* What is needed *
Select from the records below every line that has the word "black" in it.

━━━━━━━━━━━━━━━━━━━━━━━━━━━━━━

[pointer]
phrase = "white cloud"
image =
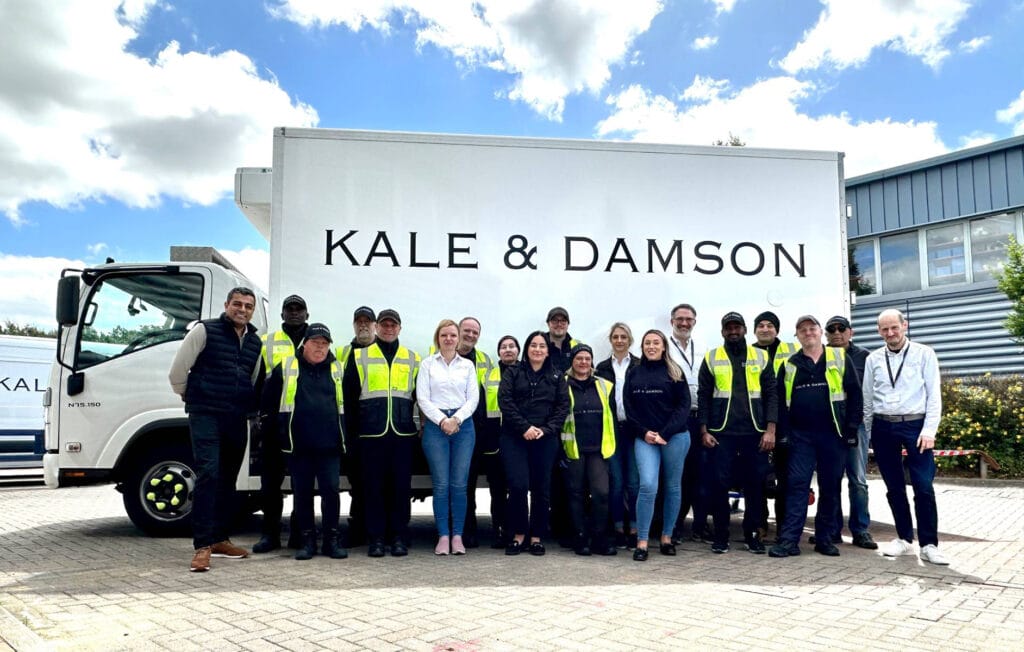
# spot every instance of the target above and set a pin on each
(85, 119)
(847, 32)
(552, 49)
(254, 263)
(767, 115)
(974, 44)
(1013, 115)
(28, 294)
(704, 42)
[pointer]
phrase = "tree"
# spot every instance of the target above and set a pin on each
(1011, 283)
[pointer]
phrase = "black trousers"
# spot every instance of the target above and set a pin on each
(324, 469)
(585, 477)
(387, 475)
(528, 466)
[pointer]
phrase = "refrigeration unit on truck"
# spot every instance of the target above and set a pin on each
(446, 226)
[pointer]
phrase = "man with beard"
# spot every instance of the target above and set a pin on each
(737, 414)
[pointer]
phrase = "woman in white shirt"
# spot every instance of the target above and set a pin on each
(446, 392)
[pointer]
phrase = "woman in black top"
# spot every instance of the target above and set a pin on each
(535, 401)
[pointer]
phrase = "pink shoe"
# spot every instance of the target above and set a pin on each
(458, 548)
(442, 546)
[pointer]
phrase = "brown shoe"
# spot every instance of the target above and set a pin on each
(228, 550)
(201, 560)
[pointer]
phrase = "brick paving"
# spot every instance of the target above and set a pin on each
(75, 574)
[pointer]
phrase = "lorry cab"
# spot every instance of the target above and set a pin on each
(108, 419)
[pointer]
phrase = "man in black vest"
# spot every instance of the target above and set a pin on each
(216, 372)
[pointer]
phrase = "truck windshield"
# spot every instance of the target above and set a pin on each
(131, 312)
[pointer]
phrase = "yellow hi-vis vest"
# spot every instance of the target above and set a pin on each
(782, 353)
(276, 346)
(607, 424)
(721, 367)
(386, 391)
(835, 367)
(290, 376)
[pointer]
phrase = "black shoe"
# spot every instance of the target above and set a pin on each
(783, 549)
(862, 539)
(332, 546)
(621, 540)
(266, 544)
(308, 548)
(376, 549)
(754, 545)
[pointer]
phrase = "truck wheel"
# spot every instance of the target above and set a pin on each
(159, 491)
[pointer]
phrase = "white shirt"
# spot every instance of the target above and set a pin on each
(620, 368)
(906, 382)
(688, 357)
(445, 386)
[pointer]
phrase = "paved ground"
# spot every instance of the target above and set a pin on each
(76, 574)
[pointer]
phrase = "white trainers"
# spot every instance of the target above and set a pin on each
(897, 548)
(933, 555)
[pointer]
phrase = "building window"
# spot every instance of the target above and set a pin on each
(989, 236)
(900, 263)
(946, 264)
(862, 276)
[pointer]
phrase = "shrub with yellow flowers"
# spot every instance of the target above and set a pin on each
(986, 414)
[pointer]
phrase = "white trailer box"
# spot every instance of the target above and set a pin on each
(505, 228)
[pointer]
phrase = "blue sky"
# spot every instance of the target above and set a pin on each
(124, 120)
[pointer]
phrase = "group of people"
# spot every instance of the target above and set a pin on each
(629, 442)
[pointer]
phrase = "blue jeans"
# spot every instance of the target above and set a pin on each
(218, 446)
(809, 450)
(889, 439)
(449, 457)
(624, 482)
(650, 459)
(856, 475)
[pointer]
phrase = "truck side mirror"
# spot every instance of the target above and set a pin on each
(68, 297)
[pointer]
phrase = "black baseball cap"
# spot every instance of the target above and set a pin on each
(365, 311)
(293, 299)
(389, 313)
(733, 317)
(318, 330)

━━━━━━━━━━━━━━━━━━━━━━━━━━━━━━

* Exercise solution *
phrase = "black trousers"
phrase = "woman in black top"
phrase = "man in black vest"
phrase = "black shoe"
phrase = "black baseball cap"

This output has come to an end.